> _What the task asks_
Duplicate all of the following material line for line, with no changes.

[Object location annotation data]
___

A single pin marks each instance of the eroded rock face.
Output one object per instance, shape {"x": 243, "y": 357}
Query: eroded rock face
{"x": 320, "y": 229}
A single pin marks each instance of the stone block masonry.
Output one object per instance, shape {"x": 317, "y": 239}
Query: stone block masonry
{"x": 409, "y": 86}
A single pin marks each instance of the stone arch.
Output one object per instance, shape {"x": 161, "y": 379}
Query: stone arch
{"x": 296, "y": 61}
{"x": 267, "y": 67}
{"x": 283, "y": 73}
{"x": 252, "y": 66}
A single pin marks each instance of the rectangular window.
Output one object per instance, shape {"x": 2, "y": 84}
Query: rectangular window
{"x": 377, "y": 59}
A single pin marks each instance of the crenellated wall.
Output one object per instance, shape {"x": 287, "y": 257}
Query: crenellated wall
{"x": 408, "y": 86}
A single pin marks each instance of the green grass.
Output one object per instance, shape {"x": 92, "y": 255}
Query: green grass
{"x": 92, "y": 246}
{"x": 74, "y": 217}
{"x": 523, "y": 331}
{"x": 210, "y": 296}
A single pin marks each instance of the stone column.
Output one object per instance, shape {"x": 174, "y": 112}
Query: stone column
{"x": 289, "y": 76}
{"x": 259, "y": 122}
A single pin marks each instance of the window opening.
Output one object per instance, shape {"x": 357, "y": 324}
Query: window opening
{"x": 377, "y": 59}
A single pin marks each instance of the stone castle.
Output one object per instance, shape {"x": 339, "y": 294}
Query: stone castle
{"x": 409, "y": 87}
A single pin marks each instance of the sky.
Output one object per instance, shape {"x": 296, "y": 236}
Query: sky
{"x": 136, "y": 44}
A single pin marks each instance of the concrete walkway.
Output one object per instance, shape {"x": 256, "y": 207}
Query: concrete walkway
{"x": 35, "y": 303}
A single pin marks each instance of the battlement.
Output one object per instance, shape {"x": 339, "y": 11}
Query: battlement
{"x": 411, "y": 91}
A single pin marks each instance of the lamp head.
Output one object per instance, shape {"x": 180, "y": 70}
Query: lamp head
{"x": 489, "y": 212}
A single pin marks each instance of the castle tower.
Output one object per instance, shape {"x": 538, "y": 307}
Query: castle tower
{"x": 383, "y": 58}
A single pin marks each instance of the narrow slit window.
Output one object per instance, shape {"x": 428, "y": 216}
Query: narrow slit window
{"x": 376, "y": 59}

___

> _Task solution_
A single pin marks each instance of the eroded rock face.
Output one object per instance, shape {"x": 243, "y": 357}
Query: eroded rock face
{"x": 320, "y": 229}
A single pin marks each instance of the stone block masonry.
Output one object per instance, shape {"x": 317, "y": 239}
Query: stone block masonry
{"x": 409, "y": 86}
A single pin marks each instance of the stone arch.
Output one object per instance, shape {"x": 161, "y": 379}
Query: stone arch
{"x": 296, "y": 61}
{"x": 267, "y": 67}
{"x": 283, "y": 73}
{"x": 252, "y": 66}
A single pin marks each instance of the rectangular window.
Output one object per instance, shape {"x": 2, "y": 84}
Query: rectangular window
{"x": 377, "y": 59}
A single pin marks each instance of the crenellated wall.
Output one object per instance, shape {"x": 287, "y": 257}
Query: crenellated wall
{"x": 408, "y": 86}
A single pin marks each instance of the green grass.
Output one object per instance, shape {"x": 92, "y": 255}
Query: green grass
{"x": 92, "y": 246}
{"x": 74, "y": 217}
{"x": 523, "y": 331}
{"x": 210, "y": 296}
A single pin marks each instance of the stone column.
Output one object per instance, shape {"x": 174, "y": 112}
Query: stone column
{"x": 289, "y": 76}
{"x": 259, "y": 122}
A single pin marks each instance of the window opening.
Output one object per instance, shape {"x": 357, "y": 324}
Query: window opening
{"x": 377, "y": 59}
A single pin marks each instance of the stone castle.
Output one object per instance, shape {"x": 339, "y": 294}
Query: stone castle
{"x": 409, "y": 87}
A single pin marks each instance of the sky.
Output one object per instance, shape {"x": 296, "y": 236}
Query: sky
{"x": 136, "y": 44}
A single pin marks each instance of the concrete walkway.
Output one object per instance, shape {"x": 256, "y": 207}
Query: concrete walkway
{"x": 35, "y": 303}
A single pin marks each instance of the battlement.
Output one object per instance, shape {"x": 339, "y": 11}
Query: battlement
{"x": 411, "y": 91}
A single pin marks each instance of the lamp head.
Output one object per instance, shape {"x": 180, "y": 70}
Query: lamp head
{"x": 489, "y": 212}
A single pin marks each instance of the castle tower.
Output one object per instance, shape {"x": 538, "y": 307}
Query: castle tower
{"x": 383, "y": 58}
A single pin marks each instance of the narrow slit window.
Output one object per instance, shape {"x": 428, "y": 216}
Query: narrow slit window
{"x": 376, "y": 59}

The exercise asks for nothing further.